* [Geselecteerd fragment]
Update
Uitspraken van 30-03-2022 tot 11-04-2022
Redactie: J.H. Gerards, H. Morre, J. Krommendijk, S. Lambrecht, P. Ölçer, B. Aarrass, L.E. Burgers, P. Cannoot, L.R. Glas, C. Mak, D.A.G. van Toor en C. Van de Graaf.
Geachte lezer,
Voor u ligt nieuwsbrief 7 van EHRC Updates. In deze nieuwsbrief treft u een overzicht van de nieuwste uitspraken aan.
Veel leesplezier gewenst!
Met hartelijke groet,
De redactie van EHRC Updates
Europees Hof voor de Rechten van de Mens
-
Europees Hof voor de Rechten van de Mens
Bij de onteigening van stukken grond is een compensatie aangeboden die volgens de grondeigenaren niet hoger was dan 13% van de marktwaarde. Het EHRM stelt vast dat de compensatiebedragen waren gebaseerd op een gefixeerd systeem van tabellen en bedragen. Zo’n systeem is niet in zichzelf problematisch, maar het is noodzakelijk dat er altijd nog een algehele beoordeling van een concrete situatie kan plaatsvinden om te zien of de toegekende compensatie niet onredelijk uitpakt. Nu dat in dit geval niet is gebeurd, stelt het EHRM een schending vast van art. 1 EP EVRM.

* [Geselecteerd materiaal]
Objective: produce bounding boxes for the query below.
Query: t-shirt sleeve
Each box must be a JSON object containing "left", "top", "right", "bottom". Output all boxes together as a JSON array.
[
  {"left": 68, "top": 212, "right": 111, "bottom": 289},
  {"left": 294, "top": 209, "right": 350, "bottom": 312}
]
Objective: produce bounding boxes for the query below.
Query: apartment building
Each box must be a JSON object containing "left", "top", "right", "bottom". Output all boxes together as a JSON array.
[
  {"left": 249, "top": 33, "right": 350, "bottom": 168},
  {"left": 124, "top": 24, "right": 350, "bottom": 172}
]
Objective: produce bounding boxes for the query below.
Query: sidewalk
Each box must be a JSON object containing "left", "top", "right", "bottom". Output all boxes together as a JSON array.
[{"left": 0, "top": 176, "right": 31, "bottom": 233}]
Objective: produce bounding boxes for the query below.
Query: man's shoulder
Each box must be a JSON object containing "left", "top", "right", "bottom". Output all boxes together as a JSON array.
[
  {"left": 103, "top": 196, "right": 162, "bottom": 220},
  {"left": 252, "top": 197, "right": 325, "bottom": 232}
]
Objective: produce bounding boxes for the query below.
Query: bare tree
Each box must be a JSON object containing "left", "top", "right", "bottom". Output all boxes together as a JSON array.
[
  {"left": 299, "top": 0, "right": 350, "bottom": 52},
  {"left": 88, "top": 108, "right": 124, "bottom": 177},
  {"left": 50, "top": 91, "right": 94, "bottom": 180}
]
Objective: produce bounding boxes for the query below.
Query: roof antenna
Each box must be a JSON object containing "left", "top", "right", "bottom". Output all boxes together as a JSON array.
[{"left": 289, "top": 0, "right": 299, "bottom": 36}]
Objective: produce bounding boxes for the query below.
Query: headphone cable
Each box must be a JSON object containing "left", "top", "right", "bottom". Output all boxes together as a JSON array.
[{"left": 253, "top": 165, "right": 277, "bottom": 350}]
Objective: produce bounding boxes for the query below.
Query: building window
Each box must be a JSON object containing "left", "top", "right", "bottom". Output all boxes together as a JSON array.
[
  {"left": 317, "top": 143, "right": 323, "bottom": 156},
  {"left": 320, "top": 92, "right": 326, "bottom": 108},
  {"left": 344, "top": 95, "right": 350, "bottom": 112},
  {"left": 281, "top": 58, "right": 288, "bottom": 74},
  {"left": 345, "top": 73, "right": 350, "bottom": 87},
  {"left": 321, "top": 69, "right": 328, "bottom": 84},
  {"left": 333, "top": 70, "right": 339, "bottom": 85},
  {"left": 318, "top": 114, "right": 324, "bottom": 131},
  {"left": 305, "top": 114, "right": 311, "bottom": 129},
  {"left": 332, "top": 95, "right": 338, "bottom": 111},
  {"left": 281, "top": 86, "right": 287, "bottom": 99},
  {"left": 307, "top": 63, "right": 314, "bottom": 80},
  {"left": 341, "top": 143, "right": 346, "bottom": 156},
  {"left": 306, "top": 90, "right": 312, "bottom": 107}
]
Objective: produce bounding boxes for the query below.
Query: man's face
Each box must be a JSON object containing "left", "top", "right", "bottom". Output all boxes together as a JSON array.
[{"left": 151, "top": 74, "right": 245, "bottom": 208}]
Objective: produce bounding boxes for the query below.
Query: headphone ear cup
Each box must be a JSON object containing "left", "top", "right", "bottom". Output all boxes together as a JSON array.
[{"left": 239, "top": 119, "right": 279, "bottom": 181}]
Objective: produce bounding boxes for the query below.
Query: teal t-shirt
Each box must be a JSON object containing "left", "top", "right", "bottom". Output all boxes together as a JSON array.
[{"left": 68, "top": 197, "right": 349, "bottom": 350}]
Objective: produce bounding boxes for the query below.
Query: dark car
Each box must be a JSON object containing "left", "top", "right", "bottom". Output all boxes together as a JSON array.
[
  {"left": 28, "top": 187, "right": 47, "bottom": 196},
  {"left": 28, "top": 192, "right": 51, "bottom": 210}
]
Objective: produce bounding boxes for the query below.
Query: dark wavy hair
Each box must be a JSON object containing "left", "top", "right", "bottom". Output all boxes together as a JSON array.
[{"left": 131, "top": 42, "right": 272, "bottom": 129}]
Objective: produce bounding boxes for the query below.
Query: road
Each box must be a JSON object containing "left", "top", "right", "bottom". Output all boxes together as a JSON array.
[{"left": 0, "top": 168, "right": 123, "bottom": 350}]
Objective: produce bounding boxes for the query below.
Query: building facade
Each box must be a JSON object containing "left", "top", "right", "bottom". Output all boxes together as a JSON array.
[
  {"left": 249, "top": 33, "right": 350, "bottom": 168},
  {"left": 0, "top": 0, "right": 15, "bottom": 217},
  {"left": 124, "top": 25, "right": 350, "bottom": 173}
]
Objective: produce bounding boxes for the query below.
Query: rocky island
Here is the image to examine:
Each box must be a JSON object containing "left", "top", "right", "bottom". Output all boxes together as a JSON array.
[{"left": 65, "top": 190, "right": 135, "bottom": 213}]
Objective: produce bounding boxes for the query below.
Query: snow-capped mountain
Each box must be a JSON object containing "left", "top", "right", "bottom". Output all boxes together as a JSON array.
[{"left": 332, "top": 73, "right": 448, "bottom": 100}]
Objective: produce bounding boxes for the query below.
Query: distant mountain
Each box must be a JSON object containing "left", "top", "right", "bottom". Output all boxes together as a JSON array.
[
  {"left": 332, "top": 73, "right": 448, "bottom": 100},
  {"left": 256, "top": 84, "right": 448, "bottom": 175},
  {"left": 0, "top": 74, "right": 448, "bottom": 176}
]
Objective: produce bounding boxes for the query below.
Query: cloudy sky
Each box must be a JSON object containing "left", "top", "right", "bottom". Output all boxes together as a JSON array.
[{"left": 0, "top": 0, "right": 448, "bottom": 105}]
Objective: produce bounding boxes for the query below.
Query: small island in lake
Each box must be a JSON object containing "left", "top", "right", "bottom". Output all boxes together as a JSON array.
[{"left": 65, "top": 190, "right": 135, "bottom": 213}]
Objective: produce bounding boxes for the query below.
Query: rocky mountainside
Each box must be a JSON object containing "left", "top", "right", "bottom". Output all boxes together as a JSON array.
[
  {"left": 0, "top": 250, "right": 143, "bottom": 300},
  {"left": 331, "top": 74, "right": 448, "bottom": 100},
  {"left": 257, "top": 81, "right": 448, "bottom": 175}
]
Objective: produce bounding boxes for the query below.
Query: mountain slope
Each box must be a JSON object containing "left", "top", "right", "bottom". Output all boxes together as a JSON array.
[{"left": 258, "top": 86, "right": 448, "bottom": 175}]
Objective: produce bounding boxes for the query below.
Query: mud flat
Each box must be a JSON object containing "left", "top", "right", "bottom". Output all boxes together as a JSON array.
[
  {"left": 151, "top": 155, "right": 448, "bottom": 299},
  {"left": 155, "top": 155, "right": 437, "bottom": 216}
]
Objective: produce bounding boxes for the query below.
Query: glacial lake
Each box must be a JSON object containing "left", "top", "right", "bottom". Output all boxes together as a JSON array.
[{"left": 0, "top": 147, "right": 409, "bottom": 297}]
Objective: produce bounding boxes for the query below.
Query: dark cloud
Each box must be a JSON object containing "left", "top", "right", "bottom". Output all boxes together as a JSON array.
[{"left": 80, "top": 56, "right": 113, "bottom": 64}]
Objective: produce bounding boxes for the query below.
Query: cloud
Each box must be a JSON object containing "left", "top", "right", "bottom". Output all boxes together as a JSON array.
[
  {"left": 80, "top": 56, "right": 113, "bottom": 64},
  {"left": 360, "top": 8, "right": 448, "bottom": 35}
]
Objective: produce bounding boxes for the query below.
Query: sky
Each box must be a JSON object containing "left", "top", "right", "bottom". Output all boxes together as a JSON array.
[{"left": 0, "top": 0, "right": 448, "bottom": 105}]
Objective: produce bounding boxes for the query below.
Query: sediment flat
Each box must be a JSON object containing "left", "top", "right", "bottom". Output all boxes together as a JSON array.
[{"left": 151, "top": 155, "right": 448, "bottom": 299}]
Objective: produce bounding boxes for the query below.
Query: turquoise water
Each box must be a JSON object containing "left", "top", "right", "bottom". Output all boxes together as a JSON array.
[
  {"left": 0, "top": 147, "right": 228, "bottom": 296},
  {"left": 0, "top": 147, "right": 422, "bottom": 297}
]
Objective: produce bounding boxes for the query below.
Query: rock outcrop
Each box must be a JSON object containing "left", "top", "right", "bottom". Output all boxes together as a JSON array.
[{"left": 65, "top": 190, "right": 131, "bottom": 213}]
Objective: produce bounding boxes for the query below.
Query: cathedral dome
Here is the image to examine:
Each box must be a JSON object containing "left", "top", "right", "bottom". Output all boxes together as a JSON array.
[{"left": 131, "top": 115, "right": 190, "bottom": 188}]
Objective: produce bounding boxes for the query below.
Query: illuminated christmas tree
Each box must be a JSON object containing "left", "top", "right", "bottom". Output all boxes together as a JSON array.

* [Schriftelijke opdrachten]
a - Beantwoord aan de hand van de nieuwsbrief over EHRM-uitspraken:
(i) Welk nummer draagt deze nieuwsbrief van EHRC Updates?
(ii) Hoe hoog was de aangeboden compensatie volgens de grondeigenaren hoogstens, uitgedrukt als percentage van de marktwaarde?
(iii) Van welk artikel stelt het EHRM een schending vast?
b - Neem uit de nieuwsbrief over EHRM-uitspraken letterlijk over: begin bij de woorden "Veel leesplezier gewenst!" en stop na "art. 1 EP EVRM.".
c - Vul de nieuwsbrief over EHRM-uitspraken aan met het volgende deel, direct na de laatste zin van de tekst.

* [Antwoorden]
a -
(i) Nummer 7.
(ii) 13% van de marktwaarde.
(iii) Art. 1 EP EVRM.

b -
Veel leesplezier gewenst!
Met hartelijke groet,
De redactie van EHRC Updates
Europees Hof voor de Rechten van de Mens
-
Europees Hof voor de Rechten van de Mens
Bij de onteigening van stukken grond is een compensatie aangeboden die volgens de grondeigenaren niet hoger was dan 13% van de marktwaarde. Het EHRM stelt vast dat de compensatiebedragen waren gebaseerd op een gefixeerd systeem van tabellen en bedragen. Zo’n systeem is niet in zichzelf problematisch, maar het is noodzakelijk dat er altijd nog een algehele beoordeling van een concrete situatie kan plaatsvinden om te zien of de toegekende compensatie niet onredelijk uitpakt. Nu dat in dit geval niet is gebeurd, stelt het EHRM een schending vast van art. 1 EP EVRM.

c -
24-03-2022
(Zaaknaam: Pálka e.a. t. Tsjechië, ECLI:CE:ECHR:2022:0324JUD003026213, EHRC-2022-0105) -
Europees Hof voor de Rechten van de Mens
In de gevangenis heeft Zayidov een boek geschreven. Dit is in handen gekomen van de gevangenisautoriteiten. De lezingen van de manier waarop dat is gebeurd lopen uiteen. Zayidov krijgt het boek in ieder geval niet terug; dat wordt vernietigd omdat de gevangenisautoriteiten het smadelijk vinden. Het EHRM stelt vast dat de gevangenisregels onvoldoende duidelijk waren om als basis voor de inbreuk op de uitingsvrijheid te kunnen dienen, zodat art. 10 EVRM is geschonden.
24-03-2022
(Zaaknaam: Zayidov t. Azerbeidzjan (nr. 2), ECLI:CE:ECHR:2022:0324JUD000538610, EHRC-2022-0111) -
Europees Hof voor de Rechten van de Mens
De huurder van een flat in Poznań heeft jarenlang zijn huur niet betaald. Een rechter besluit daarom dat hij kan worden uitgezet, maar met tenuitvoerlegging van het uitzettingsbevel moet worden gewacht tot de huurder een nieuwe huurwoning heeft. Dat duurt vervolgens nog vijf jaar. Het lukt de eigenaar niet om compensatie te krijgen voor de hiermee verbonden kosten, omdat hij niet kan voldoen aan de gestelde bewijseisen. Het EHRM acht die eisen onredelijk hoog en specifiek, zodat de eigenaar in essentie de toegang tot effectief rechtsherstel is ontzegd. Dit is in strijd met art. 1 EP EVRM.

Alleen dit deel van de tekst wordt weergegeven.